REQUIREMENT → Search the records below for the line containing "Question. Provide the position of each instance of the grey". Output that line and all later lines exactly; output nothing else.

MATERIAL PROVIDED →
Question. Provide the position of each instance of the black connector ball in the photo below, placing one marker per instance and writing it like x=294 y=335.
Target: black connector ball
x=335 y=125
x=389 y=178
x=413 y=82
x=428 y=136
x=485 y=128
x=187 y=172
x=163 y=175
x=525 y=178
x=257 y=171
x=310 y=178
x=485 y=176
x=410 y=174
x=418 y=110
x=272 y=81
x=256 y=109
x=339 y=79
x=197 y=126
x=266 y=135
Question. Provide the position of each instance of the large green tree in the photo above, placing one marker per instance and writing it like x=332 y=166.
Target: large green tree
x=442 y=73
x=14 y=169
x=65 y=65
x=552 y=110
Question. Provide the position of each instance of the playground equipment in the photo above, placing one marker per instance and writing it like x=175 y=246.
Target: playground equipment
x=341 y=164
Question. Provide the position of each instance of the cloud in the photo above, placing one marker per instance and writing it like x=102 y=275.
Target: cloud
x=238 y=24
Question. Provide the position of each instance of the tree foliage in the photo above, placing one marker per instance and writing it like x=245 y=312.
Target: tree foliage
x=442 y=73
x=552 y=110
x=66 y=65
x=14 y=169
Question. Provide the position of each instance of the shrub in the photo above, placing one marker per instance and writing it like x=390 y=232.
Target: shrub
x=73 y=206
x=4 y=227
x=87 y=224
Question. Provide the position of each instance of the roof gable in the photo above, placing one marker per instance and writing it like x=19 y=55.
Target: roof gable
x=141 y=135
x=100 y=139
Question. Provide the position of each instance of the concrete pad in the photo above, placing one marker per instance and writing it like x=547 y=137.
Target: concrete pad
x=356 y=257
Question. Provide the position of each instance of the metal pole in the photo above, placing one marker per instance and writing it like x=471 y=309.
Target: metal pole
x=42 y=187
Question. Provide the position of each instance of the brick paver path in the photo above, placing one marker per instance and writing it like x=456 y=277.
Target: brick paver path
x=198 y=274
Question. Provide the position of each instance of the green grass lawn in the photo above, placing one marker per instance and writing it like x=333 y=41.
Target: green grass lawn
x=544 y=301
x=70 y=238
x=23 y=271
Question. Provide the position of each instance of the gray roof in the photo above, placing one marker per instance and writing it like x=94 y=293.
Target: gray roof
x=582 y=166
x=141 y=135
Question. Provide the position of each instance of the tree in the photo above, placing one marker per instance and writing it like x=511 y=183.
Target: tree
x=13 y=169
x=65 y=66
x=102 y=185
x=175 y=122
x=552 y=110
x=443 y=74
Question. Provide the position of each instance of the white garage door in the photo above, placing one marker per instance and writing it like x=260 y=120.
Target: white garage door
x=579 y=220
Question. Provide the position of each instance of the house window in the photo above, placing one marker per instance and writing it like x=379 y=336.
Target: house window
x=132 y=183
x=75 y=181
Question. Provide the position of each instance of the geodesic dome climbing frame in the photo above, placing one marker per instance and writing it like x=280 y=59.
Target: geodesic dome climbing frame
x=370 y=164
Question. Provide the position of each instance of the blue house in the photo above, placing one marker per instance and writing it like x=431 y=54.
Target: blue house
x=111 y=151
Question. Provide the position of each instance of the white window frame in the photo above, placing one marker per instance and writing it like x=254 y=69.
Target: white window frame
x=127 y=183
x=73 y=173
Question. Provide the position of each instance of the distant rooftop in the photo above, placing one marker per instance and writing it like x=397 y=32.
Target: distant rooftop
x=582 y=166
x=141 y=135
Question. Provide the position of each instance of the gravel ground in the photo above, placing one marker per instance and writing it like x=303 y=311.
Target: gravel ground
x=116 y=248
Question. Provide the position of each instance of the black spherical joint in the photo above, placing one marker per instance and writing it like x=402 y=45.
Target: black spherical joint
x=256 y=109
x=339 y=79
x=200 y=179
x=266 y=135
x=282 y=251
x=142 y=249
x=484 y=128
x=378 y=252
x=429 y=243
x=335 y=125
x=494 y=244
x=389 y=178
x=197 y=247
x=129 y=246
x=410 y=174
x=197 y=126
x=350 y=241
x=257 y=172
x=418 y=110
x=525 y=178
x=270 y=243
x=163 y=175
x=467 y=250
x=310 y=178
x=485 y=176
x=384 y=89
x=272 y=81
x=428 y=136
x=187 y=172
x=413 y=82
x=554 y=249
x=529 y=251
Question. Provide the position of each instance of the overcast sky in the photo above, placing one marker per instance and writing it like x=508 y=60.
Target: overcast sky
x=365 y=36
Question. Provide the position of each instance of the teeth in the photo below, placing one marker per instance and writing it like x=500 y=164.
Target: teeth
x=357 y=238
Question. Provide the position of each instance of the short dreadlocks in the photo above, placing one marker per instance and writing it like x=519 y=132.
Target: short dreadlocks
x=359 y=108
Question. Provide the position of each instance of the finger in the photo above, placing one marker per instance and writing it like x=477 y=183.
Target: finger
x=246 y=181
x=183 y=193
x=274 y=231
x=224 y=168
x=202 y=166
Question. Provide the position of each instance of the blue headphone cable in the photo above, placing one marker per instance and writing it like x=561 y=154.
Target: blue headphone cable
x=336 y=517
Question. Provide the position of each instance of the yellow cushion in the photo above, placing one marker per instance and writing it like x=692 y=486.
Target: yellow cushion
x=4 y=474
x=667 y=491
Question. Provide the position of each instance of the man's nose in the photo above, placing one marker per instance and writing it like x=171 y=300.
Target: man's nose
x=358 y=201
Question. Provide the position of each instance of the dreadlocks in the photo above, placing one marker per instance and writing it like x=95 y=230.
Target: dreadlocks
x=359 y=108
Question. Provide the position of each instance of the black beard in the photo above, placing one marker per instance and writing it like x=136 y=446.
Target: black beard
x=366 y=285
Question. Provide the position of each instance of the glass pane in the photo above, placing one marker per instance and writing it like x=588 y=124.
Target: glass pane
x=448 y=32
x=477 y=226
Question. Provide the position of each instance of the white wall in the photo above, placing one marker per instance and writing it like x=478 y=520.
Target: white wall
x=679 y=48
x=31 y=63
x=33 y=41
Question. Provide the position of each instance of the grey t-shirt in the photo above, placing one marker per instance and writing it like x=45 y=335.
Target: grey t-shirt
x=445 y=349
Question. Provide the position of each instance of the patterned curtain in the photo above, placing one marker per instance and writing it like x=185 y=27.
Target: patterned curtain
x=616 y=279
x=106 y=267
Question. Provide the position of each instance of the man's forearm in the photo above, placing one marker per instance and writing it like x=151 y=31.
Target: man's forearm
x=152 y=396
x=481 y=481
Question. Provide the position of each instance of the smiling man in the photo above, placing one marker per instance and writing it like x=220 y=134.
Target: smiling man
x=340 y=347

EXERCISE SOLUTION →
Question. Provide the position of each instance of the grey t-shirt in the photo above, placing one marker per instance and writing it like x=45 y=335.
Target: grey t-shirt
x=445 y=349
Question. Provide the position of each instance of the patterned curtain in the photo above, placing one marker per instance and writing it like x=185 y=27.
Target: patterned curtain
x=616 y=279
x=106 y=267
Question. Provide the position of each instance of the man's forearm in the photo above, placing one marker per instance and writing it like x=151 y=31.
Target: man's forearm
x=152 y=396
x=481 y=481
Question. Provide the position of each instance of the smiling man in the photo above, placing one marker per instance and writing it like x=220 y=134.
Target: smiling man
x=340 y=347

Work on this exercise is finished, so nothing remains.